• **Kaynak metin**

******************************

Kağıt üzerinde veriliyormuş gibi görünen mühendislik hizmetlerinin gerçekten verilmesi, şartnamelerde, taahhütnamelerde belirtilen kişilerin gerçekten çalıştırılması, kamu kurumlarının ve belediyelerin kadro açıklarının kapatılması ve benzeri istihdamların sağlanması açık ki Türkiye’de mühendislik alanındaki işsizliği ortadan kaldıracak.

Bizden bekleneni yapacağız!

Taner YÜZGEÇ - TMMOB İnşaat Mühendisleri Odası Yönetim Kurulu Başkanı

Türkiye derin bir ekonomik kriz ve toplumsal bir buhranın içinde. İşsizlik, umutsuzlukla birleşti ve sadece bugünümüz değil geleceğimizi de tehdit ediyor.

Artan nüfusuna iş bulabilmek için her yıl en az 1 milyon iş yaratması gereken Türkiye’de “resmi işsiz sayısı” bu yıl 4 milyon 227 bin, resmi işsizlik oranı yüzde 13,4’e olarak açıklandı. Buna rağmen veriler, durumun daha da kötü olduğuna işaret ediyor. Resmi verilerin, işsiz olsa da işsiz kabul etmediği “umutsuzların” 2,8 milyon kişiye ulaşması gibi…

TÜİK’in işsiz kabul etmediği bu işsizler de dahil edildiğinde Türkiye’deki gerçek işsiz sayısı 8,5 milyona, gerçek işsizlik oranı da yüzde 23,7’ye çıkmış durumda. Bu arada istihdamda gözüktüğü halde, ya mesleğinde çalışmadığı ya da kısa süreli çalıştığı için daha uzun süre çalışabileceği bir iş arayan 2 milyon kişilik eksik istihdam da dikkate alındığında Türkiye’deki geniş anlamda işsiz sayısı 10,4 milyon kişiye, bunların oranı da yüzde 29,1’e kadar yükseliyor. Türkiye ekonomisinin yeni istihdam yaratamaması, aksine var olan istihdamın da kaybedilmesinden en fazla genç nüfus etkileniyor. Genç nüfus arasındaki işsizlik oranı temmuzda (2020) yüzde 25,9 oldu. 15-24 yaş arasındaki gençlerin yüzde 29’u yani 3 milyon 493 bin genç, ne bir işte çalışıyor, ne de eğitime devam ediyor.

******************************

• **Kısa görev**
İşsizlik yazısını kaldığı yerden devam ettiriniz. Kayıtların işsizlik yazısıyla hiçbir ilgisi yoktur.

• **Veri kayıtları**
******************************

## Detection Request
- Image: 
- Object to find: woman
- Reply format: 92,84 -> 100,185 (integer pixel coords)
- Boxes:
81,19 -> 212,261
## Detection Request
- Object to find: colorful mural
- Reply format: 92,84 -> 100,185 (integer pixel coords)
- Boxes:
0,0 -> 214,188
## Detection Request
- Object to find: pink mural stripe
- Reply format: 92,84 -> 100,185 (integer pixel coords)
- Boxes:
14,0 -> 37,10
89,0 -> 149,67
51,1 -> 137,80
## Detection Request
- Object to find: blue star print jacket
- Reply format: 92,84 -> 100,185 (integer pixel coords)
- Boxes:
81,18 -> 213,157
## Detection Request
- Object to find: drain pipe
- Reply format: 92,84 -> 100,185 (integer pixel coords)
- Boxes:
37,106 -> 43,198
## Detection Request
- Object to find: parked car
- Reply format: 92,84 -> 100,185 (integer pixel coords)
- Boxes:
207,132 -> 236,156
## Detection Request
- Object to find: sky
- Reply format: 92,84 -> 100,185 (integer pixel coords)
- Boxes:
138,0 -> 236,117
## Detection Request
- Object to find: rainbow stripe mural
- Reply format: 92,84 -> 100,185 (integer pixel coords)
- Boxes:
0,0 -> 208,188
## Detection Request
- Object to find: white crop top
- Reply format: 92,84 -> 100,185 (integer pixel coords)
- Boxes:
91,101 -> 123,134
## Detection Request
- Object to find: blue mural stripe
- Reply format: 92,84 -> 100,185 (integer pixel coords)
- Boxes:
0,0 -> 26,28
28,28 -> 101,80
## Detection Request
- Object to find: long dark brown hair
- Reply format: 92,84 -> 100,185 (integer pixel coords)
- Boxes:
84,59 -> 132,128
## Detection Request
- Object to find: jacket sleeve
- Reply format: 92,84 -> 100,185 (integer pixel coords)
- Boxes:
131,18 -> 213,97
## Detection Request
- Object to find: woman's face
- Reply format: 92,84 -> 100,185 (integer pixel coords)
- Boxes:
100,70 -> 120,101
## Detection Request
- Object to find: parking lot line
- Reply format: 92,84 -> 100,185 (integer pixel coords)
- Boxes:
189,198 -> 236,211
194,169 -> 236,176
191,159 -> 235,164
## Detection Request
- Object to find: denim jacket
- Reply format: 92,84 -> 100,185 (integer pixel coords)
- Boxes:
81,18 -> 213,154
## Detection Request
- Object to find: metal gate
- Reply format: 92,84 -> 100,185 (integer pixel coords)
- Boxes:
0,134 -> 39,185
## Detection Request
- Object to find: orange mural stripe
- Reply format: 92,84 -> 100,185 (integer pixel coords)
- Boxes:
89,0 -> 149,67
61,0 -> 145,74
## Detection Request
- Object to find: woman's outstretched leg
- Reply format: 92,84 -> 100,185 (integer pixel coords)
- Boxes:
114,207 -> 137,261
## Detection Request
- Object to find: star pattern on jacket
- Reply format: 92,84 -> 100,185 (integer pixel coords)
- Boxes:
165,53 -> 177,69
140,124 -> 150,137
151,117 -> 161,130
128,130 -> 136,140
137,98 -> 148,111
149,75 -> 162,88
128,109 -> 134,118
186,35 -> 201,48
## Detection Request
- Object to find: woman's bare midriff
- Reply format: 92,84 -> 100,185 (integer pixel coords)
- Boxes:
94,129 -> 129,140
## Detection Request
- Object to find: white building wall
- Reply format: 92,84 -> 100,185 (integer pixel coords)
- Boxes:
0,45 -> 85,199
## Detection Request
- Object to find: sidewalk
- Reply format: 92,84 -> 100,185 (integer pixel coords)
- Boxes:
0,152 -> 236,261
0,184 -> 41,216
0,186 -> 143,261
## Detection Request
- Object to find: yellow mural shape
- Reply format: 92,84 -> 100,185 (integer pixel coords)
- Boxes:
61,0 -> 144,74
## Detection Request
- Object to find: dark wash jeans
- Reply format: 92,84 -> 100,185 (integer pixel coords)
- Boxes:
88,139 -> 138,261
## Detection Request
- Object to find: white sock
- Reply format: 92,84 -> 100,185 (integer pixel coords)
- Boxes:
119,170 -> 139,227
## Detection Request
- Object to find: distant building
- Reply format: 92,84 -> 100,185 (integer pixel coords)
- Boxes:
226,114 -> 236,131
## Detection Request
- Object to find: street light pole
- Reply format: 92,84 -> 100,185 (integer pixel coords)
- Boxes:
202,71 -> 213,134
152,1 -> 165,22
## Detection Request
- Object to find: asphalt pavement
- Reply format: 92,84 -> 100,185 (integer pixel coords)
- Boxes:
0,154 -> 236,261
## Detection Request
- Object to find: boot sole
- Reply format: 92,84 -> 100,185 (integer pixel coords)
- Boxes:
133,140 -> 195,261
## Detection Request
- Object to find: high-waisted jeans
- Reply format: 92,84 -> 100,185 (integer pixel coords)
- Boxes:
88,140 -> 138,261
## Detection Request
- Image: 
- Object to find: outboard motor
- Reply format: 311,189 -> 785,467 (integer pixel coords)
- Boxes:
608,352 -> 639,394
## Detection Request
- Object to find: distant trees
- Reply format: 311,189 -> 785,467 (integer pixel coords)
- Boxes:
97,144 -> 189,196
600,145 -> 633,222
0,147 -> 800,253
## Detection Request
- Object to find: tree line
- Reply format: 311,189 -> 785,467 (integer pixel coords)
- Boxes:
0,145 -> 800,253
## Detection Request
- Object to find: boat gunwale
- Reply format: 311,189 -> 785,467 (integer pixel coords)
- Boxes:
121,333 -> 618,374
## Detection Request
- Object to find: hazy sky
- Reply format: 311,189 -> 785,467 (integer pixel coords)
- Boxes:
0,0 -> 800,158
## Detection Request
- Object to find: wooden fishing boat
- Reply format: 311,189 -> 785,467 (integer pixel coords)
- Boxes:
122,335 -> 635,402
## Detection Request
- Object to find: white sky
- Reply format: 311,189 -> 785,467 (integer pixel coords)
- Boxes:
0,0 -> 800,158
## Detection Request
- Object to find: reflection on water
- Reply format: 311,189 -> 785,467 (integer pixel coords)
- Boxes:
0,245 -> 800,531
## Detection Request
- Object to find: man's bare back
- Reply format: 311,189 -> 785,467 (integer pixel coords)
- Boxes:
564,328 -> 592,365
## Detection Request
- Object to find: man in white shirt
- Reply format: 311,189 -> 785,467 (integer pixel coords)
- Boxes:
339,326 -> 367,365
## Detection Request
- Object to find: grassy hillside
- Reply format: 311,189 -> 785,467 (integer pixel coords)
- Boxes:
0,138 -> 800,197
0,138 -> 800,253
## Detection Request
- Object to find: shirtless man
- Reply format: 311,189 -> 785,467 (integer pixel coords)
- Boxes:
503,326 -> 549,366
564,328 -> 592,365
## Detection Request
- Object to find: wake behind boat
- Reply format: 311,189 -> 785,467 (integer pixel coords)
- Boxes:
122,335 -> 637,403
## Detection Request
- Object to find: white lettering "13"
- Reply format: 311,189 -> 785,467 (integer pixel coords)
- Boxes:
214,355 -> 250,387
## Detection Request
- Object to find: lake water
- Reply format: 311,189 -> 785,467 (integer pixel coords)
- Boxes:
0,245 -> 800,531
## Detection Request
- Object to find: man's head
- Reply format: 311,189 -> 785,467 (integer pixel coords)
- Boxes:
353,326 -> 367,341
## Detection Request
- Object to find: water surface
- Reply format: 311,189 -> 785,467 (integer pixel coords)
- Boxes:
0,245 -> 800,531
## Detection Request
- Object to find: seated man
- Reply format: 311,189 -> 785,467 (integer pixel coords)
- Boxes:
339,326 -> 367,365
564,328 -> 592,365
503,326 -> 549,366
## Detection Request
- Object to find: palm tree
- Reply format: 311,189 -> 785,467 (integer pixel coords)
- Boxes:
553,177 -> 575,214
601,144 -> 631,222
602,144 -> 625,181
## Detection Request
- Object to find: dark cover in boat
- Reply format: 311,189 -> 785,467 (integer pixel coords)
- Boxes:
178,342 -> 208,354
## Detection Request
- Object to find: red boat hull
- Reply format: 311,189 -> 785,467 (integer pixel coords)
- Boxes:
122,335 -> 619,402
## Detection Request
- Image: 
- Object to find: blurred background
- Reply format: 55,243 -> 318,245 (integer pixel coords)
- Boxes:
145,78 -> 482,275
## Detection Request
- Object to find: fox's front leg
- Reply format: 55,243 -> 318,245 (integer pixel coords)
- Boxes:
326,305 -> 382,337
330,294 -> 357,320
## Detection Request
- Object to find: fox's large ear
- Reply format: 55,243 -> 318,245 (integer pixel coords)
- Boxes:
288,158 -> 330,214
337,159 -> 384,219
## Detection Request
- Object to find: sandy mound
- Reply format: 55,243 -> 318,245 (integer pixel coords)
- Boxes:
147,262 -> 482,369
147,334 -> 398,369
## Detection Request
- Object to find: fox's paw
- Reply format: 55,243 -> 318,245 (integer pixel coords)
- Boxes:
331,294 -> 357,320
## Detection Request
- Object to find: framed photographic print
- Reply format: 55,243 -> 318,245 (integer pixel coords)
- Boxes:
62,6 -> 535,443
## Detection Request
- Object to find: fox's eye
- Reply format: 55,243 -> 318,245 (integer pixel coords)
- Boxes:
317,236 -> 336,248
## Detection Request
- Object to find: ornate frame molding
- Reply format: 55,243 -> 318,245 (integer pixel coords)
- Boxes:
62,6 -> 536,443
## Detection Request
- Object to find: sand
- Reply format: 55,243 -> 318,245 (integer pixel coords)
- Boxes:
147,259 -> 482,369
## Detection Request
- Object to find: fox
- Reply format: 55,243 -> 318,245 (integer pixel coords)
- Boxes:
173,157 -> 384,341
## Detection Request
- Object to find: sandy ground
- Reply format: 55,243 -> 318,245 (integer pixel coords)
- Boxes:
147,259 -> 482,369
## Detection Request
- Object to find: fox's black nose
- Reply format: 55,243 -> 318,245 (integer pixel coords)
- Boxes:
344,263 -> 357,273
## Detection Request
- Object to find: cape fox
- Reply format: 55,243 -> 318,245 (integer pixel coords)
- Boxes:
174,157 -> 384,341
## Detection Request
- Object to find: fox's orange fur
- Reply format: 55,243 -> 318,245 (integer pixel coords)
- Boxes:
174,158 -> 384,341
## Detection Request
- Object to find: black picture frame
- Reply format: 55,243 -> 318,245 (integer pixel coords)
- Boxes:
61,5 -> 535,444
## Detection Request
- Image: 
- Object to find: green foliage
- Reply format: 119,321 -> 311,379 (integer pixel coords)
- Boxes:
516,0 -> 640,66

******************************

• **Yazılı yanıt**
Bu, geleceğin bugünden kararması demek. Gençlerin umutsuzluğundan, geleceksizliğinden daha ciddi bir felaket olabilir mi?

Ülkenin boğazına çöken bu ekonomik krizin bir sonuç olduğunu fark etmek zorundayız. Ağır bir demokrasi krizi ve yaratılan güven sorunu, iktidara muhalif farklı seslerin kriminalize edilerek bastırılma girişimi ile birlikte kurumların, kuralların, liyakatin ve hukukun yerle bir edildiği, kuralsızlığa, keyfiliğe teslim olmuş bir sistemin farklı sonuçlar doğurması beklenebilir mi?

Anayasa Mahkemesi kararlarının yerel mahkemeler tarafından tanınmaması ve iktidar ortaklarının askıda ekmek uygulamalarının aynı döneme denk gelmesi tesadüf olabilir mi? Yeni Türkiye’nin simge iki fotoğrafı, tam olarak bugünü özetlemesi açısından tarihi önemdedir.

Ülkede yaşanan bu genel durumdan sivil toplum, meslek odaları olarak biz de payımıza düşeni fazlasıyla alıyoruz.

Bir yandan popülist ve piyasacı politikalar sonucu açılan inşaat mühendisliği eğitim programlarının ülke planlamasından uzak bir şekilde istihdam fazlası mühendis yetiştirmesi, diğer yandan ekonomik krizden doğrudan etkilenen sektördeki küçülme, öbür yandan ise dünyayla kavgalı Türkiye’nin müteahhitlik ve müşavirlik firmalarının uluslararası pazar payının da düşmesi, inşaat mühendisleri arasında kitlesel bir işsizliğe neden oluyor. İnşaat mühendisleri açısından 2012 yılında yüzde 6 civarında olan işsizlik oranı, 2020 yılının ilk aylarında yüzde 20 civarlarına yükseldi. Bugün, her 5 inşaat mühendisinden 1’inin, gençler arasında ise her 3 mühendisten 1’inin işsiz olduğu hesaplanıyor.

İşsizlik sadece işsiz kalan meslektaşlarımızı etkilemiyor. Mesleğimizin her alanında emeği ile geçinen meslektaşlarımızın düşük ücretlerle çalıştırılmasına ve haklarının gasp edilmesine, özellikle genç mühendislerin çok düşük ücretlerle imzalarının istismar edilmesine de neden oluyor. Öte yandan bir başka garabeti yaşıyoruz. Yüksek işsizlik oranlarına rağmen Türkiye’de aynı oranda mühendislik hizmeti açığı bulunuyor.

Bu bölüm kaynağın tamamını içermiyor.